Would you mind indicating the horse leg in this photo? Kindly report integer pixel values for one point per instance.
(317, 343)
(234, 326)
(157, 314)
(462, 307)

▸ **Brief**:
Copy each of the rows above verbatim, keeping every line in its original order.

▸ **Correct answer**:
Would you mind indicating the horse leg in this photo? Kindly report integer pixel values for one point per instance.
(317, 343)
(234, 326)
(157, 314)
(462, 307)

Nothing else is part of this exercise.